Short task> Output as a numbered list, skipping blank lines, only the lines beginning with the line that contains "Could you please indicate the black dock" and continuing through the line that contains "(1224, 635)".

>> begin

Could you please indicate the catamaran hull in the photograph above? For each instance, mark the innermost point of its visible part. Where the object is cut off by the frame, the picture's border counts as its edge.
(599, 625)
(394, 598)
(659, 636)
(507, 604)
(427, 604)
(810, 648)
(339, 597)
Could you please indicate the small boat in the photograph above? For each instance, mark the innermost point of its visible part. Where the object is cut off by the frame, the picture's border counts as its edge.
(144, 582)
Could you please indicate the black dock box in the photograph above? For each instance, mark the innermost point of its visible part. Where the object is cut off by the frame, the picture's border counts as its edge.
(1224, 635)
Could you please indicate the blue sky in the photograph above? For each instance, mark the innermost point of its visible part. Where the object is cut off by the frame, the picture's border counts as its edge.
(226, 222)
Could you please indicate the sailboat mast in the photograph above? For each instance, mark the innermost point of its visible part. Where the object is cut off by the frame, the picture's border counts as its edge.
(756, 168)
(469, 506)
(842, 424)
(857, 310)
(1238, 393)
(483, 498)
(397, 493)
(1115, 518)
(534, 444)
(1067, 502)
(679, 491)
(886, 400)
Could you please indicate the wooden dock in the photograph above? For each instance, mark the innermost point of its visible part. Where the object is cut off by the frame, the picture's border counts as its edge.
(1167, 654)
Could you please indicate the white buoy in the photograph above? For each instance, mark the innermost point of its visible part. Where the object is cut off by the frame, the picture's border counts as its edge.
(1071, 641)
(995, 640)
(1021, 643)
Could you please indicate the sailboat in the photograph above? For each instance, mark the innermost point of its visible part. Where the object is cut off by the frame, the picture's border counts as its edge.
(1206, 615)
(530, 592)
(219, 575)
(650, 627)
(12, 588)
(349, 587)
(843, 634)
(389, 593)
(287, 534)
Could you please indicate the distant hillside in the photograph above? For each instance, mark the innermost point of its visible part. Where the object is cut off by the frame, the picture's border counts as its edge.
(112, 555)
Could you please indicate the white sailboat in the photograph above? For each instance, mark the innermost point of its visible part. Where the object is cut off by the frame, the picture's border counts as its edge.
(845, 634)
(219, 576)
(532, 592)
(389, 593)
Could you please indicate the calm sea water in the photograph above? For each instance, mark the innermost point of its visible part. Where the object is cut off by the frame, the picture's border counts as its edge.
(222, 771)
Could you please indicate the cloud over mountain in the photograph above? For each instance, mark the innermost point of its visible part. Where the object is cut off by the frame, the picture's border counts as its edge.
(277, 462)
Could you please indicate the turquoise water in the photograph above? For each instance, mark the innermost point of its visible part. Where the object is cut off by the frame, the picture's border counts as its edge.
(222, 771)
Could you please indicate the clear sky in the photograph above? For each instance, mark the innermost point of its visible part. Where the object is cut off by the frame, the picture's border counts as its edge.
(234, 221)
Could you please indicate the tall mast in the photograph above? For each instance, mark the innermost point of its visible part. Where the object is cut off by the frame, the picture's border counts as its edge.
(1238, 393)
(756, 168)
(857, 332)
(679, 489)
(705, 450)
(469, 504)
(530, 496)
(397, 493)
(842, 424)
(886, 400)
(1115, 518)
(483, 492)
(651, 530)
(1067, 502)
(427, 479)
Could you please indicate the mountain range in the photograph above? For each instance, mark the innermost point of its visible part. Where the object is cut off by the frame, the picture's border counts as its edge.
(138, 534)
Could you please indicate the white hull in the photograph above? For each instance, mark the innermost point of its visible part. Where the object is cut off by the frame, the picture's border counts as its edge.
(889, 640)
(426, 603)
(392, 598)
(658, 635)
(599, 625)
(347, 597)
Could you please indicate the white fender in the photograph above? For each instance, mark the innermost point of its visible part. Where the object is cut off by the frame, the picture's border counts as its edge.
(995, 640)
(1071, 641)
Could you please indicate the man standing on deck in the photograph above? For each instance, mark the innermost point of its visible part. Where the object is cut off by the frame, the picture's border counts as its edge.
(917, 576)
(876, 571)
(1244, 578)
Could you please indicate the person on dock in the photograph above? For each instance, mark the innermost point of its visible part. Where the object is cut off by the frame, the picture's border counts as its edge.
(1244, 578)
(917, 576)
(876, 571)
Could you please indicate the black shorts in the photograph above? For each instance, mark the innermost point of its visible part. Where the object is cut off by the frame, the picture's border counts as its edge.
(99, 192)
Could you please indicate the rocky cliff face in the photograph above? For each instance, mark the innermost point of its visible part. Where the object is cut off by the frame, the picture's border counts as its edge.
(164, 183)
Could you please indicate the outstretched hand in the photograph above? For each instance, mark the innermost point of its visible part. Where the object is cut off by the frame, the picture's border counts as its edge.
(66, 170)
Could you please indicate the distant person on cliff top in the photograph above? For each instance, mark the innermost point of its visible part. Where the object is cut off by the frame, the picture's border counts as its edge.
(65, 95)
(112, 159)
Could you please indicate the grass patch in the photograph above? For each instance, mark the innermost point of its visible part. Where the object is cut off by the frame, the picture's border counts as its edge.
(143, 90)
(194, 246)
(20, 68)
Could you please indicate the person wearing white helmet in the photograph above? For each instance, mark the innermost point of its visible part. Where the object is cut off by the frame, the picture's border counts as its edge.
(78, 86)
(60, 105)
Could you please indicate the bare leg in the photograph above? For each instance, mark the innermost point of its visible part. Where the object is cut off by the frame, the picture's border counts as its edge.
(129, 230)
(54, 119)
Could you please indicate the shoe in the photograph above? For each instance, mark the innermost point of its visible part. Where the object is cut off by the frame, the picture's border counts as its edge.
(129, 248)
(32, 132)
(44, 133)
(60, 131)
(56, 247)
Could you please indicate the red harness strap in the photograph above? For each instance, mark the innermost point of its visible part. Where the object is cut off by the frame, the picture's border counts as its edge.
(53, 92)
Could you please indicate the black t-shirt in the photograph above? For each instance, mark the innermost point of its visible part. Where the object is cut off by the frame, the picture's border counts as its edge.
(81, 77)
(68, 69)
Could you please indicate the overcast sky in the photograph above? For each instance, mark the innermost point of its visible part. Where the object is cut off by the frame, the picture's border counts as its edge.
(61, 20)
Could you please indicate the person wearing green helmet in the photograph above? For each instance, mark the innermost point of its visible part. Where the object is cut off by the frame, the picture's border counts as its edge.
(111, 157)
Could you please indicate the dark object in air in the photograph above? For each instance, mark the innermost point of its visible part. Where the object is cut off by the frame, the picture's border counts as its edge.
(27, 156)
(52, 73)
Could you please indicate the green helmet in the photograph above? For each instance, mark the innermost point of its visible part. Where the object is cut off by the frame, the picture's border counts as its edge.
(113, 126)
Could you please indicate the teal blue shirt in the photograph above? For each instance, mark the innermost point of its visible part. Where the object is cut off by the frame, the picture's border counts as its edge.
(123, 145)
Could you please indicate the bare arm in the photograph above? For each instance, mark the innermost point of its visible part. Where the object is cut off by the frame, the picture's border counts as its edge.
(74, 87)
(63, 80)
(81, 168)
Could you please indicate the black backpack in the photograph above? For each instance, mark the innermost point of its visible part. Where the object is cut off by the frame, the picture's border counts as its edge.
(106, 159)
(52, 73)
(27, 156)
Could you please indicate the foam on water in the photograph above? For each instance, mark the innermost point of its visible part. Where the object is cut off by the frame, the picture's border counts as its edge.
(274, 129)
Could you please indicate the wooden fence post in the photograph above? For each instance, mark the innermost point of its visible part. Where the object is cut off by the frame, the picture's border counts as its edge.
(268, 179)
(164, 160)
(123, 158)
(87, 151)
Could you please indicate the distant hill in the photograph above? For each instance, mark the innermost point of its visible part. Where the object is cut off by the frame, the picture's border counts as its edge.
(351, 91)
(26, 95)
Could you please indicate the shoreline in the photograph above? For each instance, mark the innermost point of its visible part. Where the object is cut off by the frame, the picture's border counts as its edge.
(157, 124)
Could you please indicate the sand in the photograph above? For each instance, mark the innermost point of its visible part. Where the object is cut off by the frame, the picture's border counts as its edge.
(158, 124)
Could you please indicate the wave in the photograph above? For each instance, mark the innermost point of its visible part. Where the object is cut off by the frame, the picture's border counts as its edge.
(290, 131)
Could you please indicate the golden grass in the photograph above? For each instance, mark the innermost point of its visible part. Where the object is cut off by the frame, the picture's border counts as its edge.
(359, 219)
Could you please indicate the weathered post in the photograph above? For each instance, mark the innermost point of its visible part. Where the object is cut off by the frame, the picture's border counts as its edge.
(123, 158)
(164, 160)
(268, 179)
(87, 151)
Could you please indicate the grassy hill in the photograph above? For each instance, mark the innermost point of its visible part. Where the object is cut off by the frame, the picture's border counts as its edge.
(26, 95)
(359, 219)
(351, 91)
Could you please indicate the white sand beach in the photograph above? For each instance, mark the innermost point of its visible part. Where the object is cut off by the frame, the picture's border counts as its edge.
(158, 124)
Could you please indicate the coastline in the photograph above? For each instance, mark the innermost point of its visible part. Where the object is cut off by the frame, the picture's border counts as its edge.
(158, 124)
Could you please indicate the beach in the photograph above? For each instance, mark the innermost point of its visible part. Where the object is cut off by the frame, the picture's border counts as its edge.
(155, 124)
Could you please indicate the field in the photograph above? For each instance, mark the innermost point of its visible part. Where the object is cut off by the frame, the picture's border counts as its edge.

>> end

Result of the exercise>
1. Could you please indicate the black dock box in the photograph above? For each instance, mark the innermost point of its visible part. Where the object is cut off by the frame, the picture's border counts as its edge.
2. (1224, 635)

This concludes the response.